═════ DOCUMENT PASSAGE
# Cannabis Extraction Technician



## deadkndys (Jan 23, 2016)

Anyone know where you can get certified to become  one? I am really interested in this field. If anyone knows of any places  that certifies you it would be greatly appreciated.

I have found  places that offer 2 day seminars that do certify you. But I would much rather go somewhere,  where the course(s) are at least a few weeks long. I'm sure Oaksterdam is not the  only place that offers this.


----------



## WeedHopper (Jan 23, 2016)

Talk to Keef at OFC.


----------



## Keef (Jan 23, 2016)

Yo D --Welcome to M.P. !--We don't have stuff like that in the south !-- In Texas making an extract can get U 99 years ! ---Join us for wake and bake at the O.F.C.  -- Someone will know the answer to your question!  Good Luck !


----------



## WeedHopper (Jan 23, 2016)

See,,,,Weedhopper knows whst hes talking sbout.....Yehaaaaaaaaa


----------



## WeedHopper (Jan 23, 2016)

Im EXTRACTING THC right now.    :rofl:
Freaken Weed is kicking my asssss.


----------



## Rosebud (Jan 23, 2016)

what kind of extraction are you interested in?


----------



## kaotik (Jan 24, 2016)

probably best to just find a job somewhere they do this.

IMO it's kinda nice we're like the olden days with this industry.. where you can basically be an apprentice, instead of going to some ** school and getting some ** piece of paper.

actually get experience, not just book-smart.
*yeah i have a very negative opinion on post-secondary schooling. (though schooling in general sucks. we should not have private schools, just better public ones)   such a farce IMO. sad that no post-secondary is basically equal to not finishing high-school these days. they conned us good.


----------



## deadkndys (Jan 27, 2016)

WeedHopper said:


> Talk to Keef at OFC.


Whats OFC?


Rosebud said:


> what kind of extraction are you interested in?


All Kinds. Propane,Butane,Hexane,CO2, etc.



kaotik said:


> probably best to just find a job somewhere they do this.
> 
> IMO it's kinda nice we're like the olden days with this industry.. where you can basically be an apprentice, instead of going to some ** school and getting some ** piece of paper.
> 
> ...
══════════
═════ SUPPLIED DATA
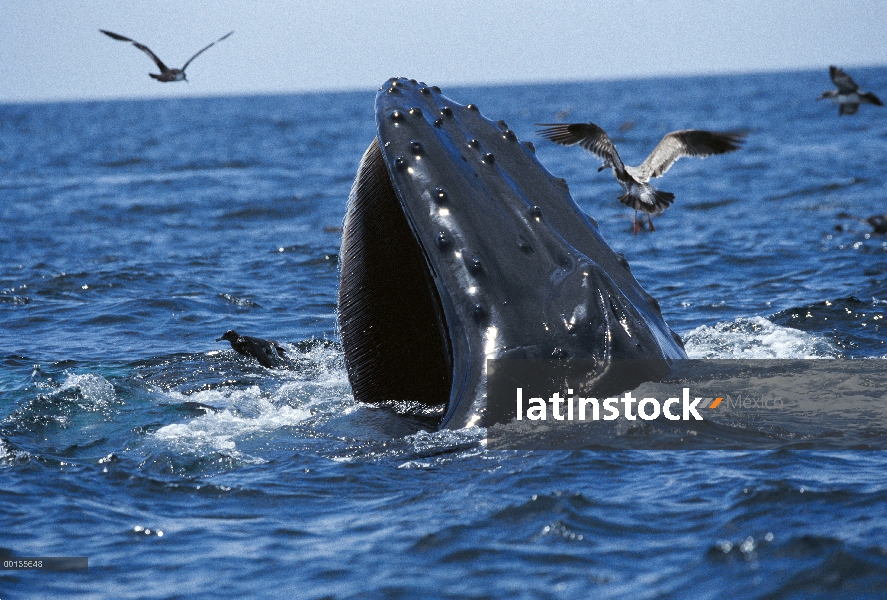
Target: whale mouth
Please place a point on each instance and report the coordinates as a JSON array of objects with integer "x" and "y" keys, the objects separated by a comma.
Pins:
[{"x": 390, "y": 314}]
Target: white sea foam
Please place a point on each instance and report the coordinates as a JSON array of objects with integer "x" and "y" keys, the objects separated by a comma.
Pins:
[
  {"x": 95, "y": 390},
  {"x": 316, "y": 390},
  {"x": 247, "y": 413},
  {"x": 755, "y": 338}
]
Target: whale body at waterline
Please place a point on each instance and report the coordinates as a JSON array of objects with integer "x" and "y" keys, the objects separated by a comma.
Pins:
[{"x": 458, "y": 246}]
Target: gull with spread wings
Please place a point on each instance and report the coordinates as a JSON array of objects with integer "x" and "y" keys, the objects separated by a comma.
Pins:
[
  {"x": 639, "y": 194},
  {"x": 166, "y": 74},
  {"x": 847, "y": 96}
]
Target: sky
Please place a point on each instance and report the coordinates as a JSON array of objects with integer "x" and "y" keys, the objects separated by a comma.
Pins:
[{"x": 52, "y": 49}]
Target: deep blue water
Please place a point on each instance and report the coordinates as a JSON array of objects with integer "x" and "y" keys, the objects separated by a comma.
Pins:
[{"x": 134, "y": 233}]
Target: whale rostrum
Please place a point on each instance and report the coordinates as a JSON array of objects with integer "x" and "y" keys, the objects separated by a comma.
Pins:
[{"x": 458, "y": 246}]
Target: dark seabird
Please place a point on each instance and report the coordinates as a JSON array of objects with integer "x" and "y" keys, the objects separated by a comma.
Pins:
[
  {"x": 166, "y": 74},
  {"x": 878, "y": 222},
  {"x": 639, "y": 194},
  {"x": 268, "y": 352},
  {"x": 847, "y": 96}
]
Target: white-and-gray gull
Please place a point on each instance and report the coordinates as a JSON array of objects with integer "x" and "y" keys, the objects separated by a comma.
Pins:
[
  {"x": 166, "y": 74},
  {"x": 639, "y": 194},
  {"x": 847, "y": 96}
]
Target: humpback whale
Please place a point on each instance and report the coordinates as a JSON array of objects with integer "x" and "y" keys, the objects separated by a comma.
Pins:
[{"x": 458, "y": 246}]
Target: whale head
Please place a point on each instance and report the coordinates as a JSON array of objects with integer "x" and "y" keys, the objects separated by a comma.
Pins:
[{"x": 458, "y": 247}]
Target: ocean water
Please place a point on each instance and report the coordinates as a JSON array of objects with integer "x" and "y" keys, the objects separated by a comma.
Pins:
[{"x": 134, "y": 233}]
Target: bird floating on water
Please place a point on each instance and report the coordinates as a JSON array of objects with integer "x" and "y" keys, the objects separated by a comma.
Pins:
[
  {"x": 847, "y": 96},
  {"x": 166, "y": 74},
  {"x": 639, "y": 194},
  {"x": 268, "y": 352}
]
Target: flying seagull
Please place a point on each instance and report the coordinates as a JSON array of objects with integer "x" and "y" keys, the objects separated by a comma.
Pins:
[
  {"x": 847, "y": 96},
  {"x": 639, "y": 194},
  {"x": 166, "y": 74},
  {"x": 267, "y": 352}
]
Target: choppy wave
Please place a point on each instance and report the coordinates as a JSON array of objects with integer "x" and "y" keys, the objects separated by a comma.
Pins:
[{"x": 755, "y": 338}]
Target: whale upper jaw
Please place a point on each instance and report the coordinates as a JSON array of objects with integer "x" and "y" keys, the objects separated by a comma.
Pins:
[{"x": 458, "y": 247}]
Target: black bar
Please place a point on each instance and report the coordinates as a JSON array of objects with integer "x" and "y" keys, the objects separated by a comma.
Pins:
[{"x": 44, "y": 563}]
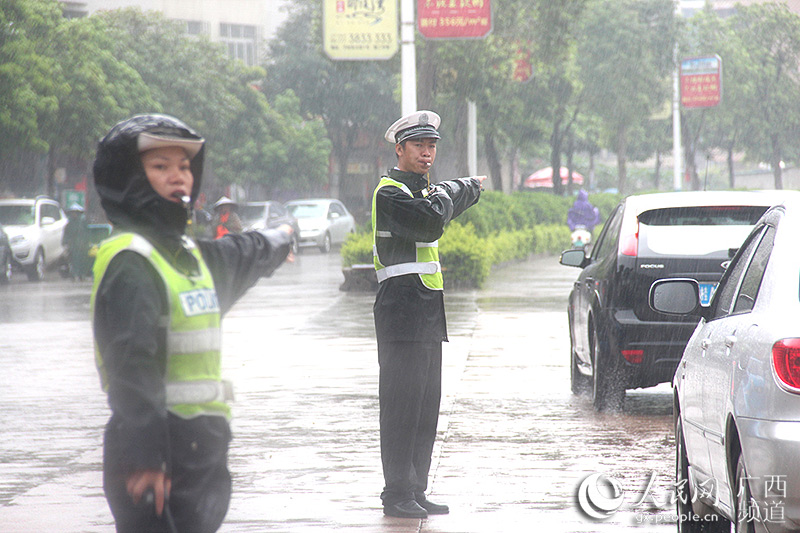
══════════
_TASK LIST_
• 1. In the cannabis extraction thread, what does Keef say making an extract can get you in Texas?
• 2. Rewrite the stored entries from the line containing "Target: whale upper jaw" through the end of the entries, with "black bar" changed to "dark band" and everything else left as it is. Give only those lines, and leave the pictures out of your answer.

_RESPONSES PER TASK_
• 1. 99 years.

• 2.
Target: whale upper jaw
Please place a point on each instance and report the coordinates as a JSON array of objects with integer "x" and "y" keys, the objects separated by a comma.
Pins:
[{"x": 458, "y": 247}]
Target: dark band
Please place a point on each instance and report the coordinates as a JSON array of objects with integer "x" and "y" keys, the objects separated by a comma.
Pins:
[{"x": 44, "y": 563}]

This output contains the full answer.